Бухарин, Николай, Заметки экономиста, 1928

Введение

С начала 1928 г. стали нарастать противоречия в руководстве ВКП(б). Кризис хлебозаготовок, который стал проявлением общего кризиса Новой экономической политики, привел по инициативе Сталина и его сторонников к возобновлению насильственного изъятия хлеба у крестьян. Против отхода от НЭП выступали Н. Бухарин, А. Рыков, М. Томский и их сторонники. Несколько месяцев конфликт развивался подспудно.

В сентябре 1928 г. были опубликованы контрольные цифры на грядущий хозяйственный год. Основные затраты должны были быть направлены на развитие тяжелой промышленности, на «производство средств производства». Готовился и пятилетний план на 1928-1933 гг., в котором проводилась та же идея, но с разными темпами роста: отправной и «оптимальный» (рассчитанный на благоприятные условия). Член президиума Госплана разъяснял: «Мы должны в артиллерийскую вилку поймать действительность, следовательно, отправной вариант должен давать недолет, оптимальный вариант должен давать перелет». Рост промышленного производства должен был быть сбалансированным. Эти планы намечали не только общий рост тяжелой промышленности, но и ликвидацию диспропорций, из которых буквально состояла советская экономика. Председатель Госплана Г. Кржижановский показывал, что нехватка техники была связана с нехваткой машиностроительных предприятий, которые не могли строиться и работать из-за нехватки металла, который нельзя было произвести из-за нехватки электроэнергии (план ГОЭЛРО был почти выполнен, но электроэнергии все равно не хватало). Бухарин язвительно замечал, что фабрики планируется строить из кирпича, который еще не произведен. Началом всей цепочки были энергетика и чугун. Дальше следовали машиностроительные предприятия и транспорт. И все это должно было быть произведено прежде, чем будет произведено что-то, что может приобрести рядовой потребитель. Кто будет оплачивать эти стройки?

◆ **Что требуется**
**1.** Перепишите фрагмент отрывка о конце НЭП от «Бухарин, Николай, Заметки» до «конфликт развивался подспудно.» включительно, поставив «скрыто» вместо «подспудно».
**2.** Допишите продолжение отрывка о хозяйственных планах 1928 года, начиная после его последнего предложения.

◆ **Сохранённые данные**
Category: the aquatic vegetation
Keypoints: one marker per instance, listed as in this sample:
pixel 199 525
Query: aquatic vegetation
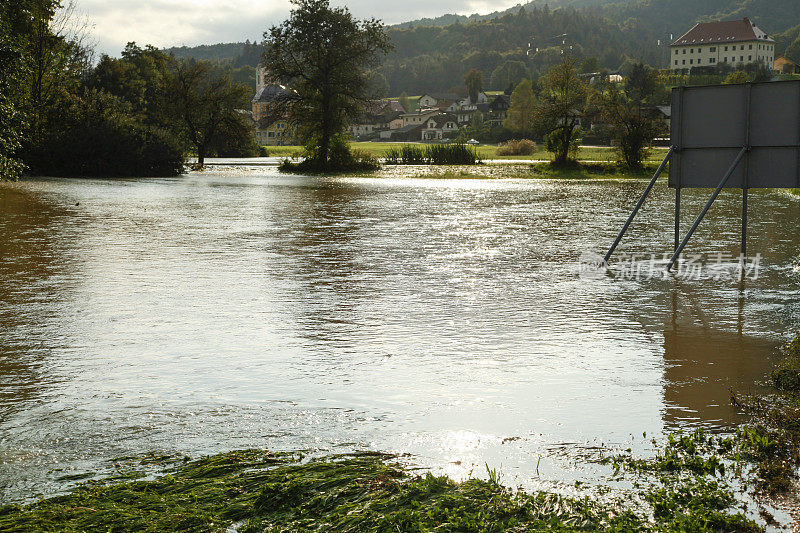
pixel 260 491
pixel 432 154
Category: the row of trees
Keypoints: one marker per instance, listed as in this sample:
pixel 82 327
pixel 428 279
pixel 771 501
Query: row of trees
pixel 554 109
pixel 140 114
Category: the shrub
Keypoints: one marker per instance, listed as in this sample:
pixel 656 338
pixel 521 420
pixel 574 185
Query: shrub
pixel 517 147
pixel 434 154
pixel 96 136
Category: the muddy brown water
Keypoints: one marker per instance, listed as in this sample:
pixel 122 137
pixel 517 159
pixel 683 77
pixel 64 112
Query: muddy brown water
pixel 443 318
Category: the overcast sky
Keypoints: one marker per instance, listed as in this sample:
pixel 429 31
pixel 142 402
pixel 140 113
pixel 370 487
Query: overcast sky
pixel 167 23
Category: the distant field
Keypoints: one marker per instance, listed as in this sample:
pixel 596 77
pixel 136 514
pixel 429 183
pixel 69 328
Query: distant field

◆ **Ответы по порядку**
**1.**
Бухарин, Николай, Заметки экономиста, 1928

Введение

С начала 1928 г. стали нарастать противоречия в руководстве ВКП(б). Кризис хлебозаготовок, который стал проявлением общего кризиса Новой экономической политики, привел по инициативе Сталина и его сторонников к возобновлению насильственного изъятия хлеба у крестьян. Против отхода от НЭП выступали Н. Бухарин, А. Рыков, М. Томский и их сторонники. Несколько месяцев конфликт развивался скрыто.

**2.**
Планы, предложенные ВСНХ в соответствии с указаниями И. Сталина, ущемляли интересы легкой промышленности. Выбор между тяжелой и легкой промышленностью был стратегическим. Легкая промышленность производила товары, покупавшиеся населением, прежде всего крестьянами. Развитие легкой промышленности должно было предоставить товары, которые крестьяне купят, дав таким образом средства для развития тяжелой промышленности, производящей технику и оборудование. Эта техника позволит модернизировать пока крайне отсталую легкую промышленность, не говоря уже о сельском хозяйстве. Таков был план Бухарина и его сторонников. Но в 1927-1928 гг. стало ясно, что крестьянское хозяйство не дает достаточного количества товарного хлеба, чтобы решить все стоящие перед государством задачи. Нужно было выбирать — или продолжать распылять средства между отраслями, или вложить львиную долю средств в тяжелую промышленность, то есть в базу, которая позднее позволит модернизировать все отрасли. Но лишение средств легкой промышленности в пользу тяжелой означало, что у крестьян будут не выкупать продовольствие в обмен на продукцию, а просто отбирать его.

30 сентября Бухарин выступил в «Правде» со статьей "Заметки экономиста". В ней под видом троцкизма Бухарин критиковал политику Сталина и главы ВСНХ В. Куйбышева и защищал легкую промышленность, которая быстрее дает прибыль.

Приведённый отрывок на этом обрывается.